### Exercise directions
Report every line of the listing that contains the string "dome", copying each line in full.

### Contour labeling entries
--- start ---

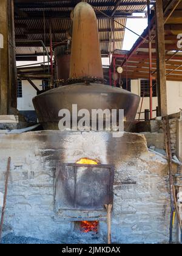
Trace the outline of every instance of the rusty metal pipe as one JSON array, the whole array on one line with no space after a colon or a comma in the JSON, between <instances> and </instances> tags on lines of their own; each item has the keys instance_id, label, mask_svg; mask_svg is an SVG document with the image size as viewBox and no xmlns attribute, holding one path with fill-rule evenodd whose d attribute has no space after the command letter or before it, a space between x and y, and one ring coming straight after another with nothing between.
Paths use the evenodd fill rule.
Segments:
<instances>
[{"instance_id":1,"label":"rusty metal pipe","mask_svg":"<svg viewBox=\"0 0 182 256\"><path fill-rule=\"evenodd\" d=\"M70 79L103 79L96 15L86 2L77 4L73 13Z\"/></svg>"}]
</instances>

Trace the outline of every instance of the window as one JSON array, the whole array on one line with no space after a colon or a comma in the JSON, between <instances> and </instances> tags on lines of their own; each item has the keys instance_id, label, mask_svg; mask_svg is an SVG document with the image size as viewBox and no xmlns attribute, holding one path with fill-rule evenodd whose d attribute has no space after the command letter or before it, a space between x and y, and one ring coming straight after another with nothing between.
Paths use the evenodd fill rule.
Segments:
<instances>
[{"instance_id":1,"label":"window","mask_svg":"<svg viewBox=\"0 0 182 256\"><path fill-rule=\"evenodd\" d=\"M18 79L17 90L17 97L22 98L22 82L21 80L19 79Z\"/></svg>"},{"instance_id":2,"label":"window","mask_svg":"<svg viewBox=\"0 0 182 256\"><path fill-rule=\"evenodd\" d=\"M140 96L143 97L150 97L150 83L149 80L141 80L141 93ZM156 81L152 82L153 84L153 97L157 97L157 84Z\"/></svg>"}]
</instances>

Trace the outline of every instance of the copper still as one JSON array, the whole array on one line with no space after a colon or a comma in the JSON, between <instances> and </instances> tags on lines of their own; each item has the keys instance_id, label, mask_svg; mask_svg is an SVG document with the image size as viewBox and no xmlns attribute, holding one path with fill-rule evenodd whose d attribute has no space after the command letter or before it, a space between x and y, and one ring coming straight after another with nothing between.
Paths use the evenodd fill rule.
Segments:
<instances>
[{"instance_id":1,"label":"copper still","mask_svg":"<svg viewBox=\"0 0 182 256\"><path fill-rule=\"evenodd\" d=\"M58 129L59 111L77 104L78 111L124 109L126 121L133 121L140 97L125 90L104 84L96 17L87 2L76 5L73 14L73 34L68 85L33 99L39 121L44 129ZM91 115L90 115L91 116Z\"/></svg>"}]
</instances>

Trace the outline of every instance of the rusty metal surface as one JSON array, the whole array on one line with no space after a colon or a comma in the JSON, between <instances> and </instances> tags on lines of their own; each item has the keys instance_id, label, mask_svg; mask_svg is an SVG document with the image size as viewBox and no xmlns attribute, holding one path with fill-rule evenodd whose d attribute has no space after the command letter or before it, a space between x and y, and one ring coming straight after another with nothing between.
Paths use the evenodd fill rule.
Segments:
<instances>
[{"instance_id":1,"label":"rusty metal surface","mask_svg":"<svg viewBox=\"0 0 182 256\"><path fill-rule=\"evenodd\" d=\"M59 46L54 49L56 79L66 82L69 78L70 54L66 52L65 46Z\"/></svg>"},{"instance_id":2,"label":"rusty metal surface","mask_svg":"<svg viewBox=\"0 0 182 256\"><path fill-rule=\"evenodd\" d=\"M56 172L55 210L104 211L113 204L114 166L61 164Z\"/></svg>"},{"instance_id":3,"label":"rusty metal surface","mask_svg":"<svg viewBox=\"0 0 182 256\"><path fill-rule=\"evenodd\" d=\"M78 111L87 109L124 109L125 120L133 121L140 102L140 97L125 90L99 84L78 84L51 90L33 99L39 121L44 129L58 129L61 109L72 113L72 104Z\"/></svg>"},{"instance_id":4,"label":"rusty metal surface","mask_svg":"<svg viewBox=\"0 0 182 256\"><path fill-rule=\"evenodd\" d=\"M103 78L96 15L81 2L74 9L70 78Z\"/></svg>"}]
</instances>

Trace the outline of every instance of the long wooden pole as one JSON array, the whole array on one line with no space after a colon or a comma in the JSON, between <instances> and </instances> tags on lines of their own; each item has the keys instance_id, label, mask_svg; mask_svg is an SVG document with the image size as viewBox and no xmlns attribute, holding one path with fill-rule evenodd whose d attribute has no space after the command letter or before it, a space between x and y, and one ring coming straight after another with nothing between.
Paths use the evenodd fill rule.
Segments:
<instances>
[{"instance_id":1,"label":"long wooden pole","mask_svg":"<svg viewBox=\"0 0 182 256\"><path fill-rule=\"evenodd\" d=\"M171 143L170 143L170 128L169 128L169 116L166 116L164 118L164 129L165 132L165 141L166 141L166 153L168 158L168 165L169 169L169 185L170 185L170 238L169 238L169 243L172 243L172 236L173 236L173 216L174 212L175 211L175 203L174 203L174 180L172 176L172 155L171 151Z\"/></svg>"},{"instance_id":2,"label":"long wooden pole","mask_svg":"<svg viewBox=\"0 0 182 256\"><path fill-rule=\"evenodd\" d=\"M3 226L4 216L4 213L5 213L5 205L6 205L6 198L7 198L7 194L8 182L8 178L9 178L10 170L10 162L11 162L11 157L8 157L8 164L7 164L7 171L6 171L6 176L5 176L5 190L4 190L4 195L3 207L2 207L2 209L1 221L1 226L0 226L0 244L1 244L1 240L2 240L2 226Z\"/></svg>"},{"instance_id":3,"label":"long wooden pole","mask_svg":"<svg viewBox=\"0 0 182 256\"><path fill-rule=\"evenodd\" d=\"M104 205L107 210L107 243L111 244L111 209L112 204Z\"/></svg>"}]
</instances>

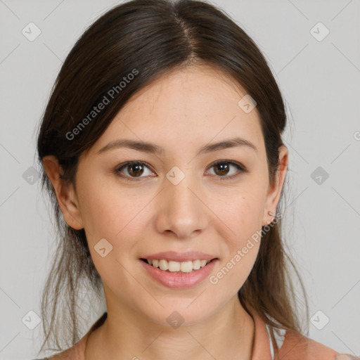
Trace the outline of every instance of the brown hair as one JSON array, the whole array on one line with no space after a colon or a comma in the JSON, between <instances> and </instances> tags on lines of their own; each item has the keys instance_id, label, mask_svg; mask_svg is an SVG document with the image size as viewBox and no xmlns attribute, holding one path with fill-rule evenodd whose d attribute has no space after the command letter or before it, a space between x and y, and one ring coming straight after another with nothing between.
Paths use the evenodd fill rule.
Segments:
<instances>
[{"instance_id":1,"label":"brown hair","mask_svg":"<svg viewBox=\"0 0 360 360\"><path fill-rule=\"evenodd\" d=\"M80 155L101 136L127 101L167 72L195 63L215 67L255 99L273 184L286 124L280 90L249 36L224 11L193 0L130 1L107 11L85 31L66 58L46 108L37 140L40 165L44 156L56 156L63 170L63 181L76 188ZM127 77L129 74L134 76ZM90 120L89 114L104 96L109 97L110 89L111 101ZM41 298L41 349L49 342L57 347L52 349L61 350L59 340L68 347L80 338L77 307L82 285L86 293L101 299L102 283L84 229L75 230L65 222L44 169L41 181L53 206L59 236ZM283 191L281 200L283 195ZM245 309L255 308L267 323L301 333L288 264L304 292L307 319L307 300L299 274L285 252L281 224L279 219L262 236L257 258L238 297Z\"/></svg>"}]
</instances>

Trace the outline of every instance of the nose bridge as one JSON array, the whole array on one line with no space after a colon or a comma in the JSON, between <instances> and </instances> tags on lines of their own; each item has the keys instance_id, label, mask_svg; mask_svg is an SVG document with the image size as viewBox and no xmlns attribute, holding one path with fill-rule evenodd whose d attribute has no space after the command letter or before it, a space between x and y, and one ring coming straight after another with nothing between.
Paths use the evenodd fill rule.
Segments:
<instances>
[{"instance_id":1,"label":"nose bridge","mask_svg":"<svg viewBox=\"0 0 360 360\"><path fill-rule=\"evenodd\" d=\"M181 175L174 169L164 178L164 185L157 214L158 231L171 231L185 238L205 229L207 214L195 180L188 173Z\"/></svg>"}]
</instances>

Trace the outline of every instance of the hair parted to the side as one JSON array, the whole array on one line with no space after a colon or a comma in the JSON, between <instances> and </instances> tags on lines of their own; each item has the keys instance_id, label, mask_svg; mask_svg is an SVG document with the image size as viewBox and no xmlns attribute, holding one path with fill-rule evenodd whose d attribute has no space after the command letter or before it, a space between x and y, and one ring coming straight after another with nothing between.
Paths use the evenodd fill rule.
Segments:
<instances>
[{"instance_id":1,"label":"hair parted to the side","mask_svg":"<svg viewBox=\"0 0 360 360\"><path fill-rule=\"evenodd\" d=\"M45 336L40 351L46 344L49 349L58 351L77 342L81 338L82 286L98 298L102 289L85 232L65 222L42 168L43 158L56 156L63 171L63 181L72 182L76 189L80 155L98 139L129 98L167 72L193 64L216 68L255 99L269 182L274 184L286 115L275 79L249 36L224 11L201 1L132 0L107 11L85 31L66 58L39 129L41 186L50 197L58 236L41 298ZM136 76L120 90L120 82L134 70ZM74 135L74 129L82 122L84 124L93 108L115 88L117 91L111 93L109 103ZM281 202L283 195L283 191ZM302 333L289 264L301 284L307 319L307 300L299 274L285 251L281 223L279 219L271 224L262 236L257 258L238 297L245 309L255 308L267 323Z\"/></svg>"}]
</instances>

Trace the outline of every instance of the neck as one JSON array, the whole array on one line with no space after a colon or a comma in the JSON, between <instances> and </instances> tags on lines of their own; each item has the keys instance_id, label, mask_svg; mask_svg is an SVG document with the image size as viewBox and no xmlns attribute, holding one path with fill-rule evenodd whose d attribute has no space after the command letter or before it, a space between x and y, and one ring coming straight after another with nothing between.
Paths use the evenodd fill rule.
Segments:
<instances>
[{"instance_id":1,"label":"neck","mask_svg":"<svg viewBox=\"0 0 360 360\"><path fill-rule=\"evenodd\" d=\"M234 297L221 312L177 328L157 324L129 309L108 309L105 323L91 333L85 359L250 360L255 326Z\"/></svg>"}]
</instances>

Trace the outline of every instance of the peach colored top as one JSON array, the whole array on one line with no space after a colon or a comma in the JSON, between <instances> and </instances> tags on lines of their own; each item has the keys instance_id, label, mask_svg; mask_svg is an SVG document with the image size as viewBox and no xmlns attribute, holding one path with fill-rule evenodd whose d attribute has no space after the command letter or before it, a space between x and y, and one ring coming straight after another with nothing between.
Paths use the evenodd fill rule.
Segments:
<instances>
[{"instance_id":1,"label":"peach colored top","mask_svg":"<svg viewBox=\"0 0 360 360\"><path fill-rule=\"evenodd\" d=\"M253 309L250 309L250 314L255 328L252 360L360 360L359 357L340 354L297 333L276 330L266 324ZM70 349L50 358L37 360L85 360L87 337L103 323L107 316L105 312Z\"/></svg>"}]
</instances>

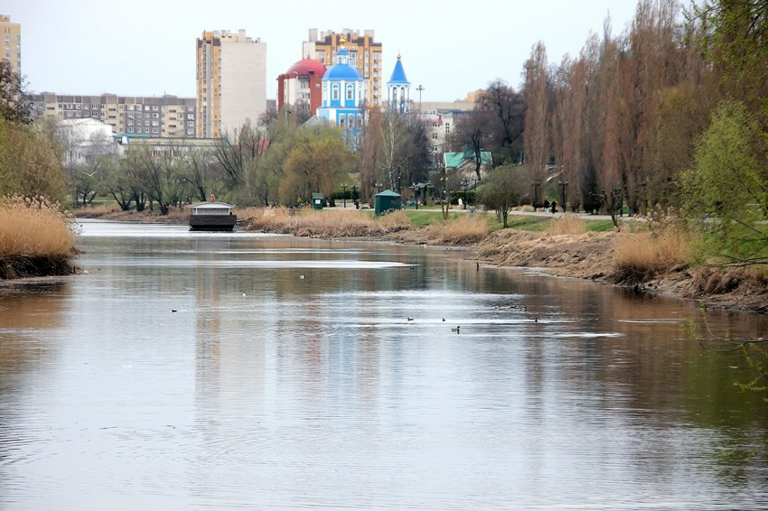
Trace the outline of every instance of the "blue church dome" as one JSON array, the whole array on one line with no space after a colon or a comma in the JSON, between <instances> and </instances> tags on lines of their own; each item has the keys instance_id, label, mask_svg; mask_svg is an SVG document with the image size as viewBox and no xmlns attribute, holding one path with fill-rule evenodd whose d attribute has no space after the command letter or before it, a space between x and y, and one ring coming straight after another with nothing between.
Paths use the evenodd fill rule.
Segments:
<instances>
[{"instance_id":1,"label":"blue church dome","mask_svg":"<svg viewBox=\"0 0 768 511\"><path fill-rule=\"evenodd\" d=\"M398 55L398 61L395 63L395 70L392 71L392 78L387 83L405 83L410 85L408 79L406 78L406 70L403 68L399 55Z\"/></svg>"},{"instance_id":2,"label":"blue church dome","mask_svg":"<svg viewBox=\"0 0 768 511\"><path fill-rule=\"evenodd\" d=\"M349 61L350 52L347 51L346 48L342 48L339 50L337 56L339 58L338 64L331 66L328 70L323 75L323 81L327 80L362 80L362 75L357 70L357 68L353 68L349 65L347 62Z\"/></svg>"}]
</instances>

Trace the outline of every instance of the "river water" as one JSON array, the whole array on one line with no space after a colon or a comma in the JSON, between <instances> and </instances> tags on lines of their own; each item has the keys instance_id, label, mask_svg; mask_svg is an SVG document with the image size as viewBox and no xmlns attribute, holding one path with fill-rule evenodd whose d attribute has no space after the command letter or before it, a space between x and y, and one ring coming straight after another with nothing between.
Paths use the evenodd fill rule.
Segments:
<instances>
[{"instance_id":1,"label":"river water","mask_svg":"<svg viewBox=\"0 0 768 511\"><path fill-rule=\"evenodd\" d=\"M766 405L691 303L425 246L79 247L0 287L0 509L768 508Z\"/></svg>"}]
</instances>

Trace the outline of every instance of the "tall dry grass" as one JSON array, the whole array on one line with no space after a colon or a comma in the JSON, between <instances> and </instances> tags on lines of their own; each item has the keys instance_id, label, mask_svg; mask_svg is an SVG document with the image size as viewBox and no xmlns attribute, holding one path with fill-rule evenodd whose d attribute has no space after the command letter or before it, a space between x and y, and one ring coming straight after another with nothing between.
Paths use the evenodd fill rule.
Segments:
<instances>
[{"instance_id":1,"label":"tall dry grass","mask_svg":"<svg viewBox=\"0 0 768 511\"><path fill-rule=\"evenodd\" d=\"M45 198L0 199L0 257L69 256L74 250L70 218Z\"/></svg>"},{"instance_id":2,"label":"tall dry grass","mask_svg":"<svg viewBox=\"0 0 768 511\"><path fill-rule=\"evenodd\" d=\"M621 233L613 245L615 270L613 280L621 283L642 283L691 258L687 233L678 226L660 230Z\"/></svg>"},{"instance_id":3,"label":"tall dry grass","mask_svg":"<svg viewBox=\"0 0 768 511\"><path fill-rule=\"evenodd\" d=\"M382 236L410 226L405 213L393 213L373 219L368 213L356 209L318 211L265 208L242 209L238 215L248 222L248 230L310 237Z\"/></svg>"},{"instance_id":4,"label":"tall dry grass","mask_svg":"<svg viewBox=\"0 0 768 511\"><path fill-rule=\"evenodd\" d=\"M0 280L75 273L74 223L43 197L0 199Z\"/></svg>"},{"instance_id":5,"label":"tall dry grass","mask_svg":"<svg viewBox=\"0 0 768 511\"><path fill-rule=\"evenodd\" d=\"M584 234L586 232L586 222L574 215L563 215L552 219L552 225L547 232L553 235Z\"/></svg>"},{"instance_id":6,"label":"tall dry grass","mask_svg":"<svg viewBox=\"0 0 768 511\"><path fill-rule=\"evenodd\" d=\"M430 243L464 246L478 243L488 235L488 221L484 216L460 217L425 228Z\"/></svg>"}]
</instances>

--- end ---

### Worked solution
Trace the outline of every instance of the "blue church dome" as one JSON array, the whole array on one line with no space after a colon or a comma in the JSON, between <instances> and </instances> tags on lines of their own; each item has the keys instance_id, label, mask_svg; mask_svg is an SVG document with the image size as viewBox and no xmlns attribute, holding one path with fill-rule evenodd whose d attribute has no space after the command letter or before it, a space between x and y, and one ring coming straight after another with nothing between.
[{"instance_id":1,"label":"blue church dome","mask_svg":"<svg viewBox=\"0 0 768 511\"><path fill-rule=\"evenodd\" d=\"M398 55L398 61L395 63L395 70L392 71L392 78L387 83L405 83L410 85L408 79L406 78L406 70L403 68L399 55Z\"/></svg>"},{"instance_id":2,"label":"blue church dome","mask_svg":"<svg viewBox=\"0 0 768 511\"><path fill-rule=\"evenodd\" d=\"M349 61L350 52L347 51L346 48L342 48L339 50L337 56L339 58L338 64L331 66L328 70L323 75L323 81L327 80L362 80L362 75L357 70L357 68L353 68L349 65L347 62Z\"/></svg>"}]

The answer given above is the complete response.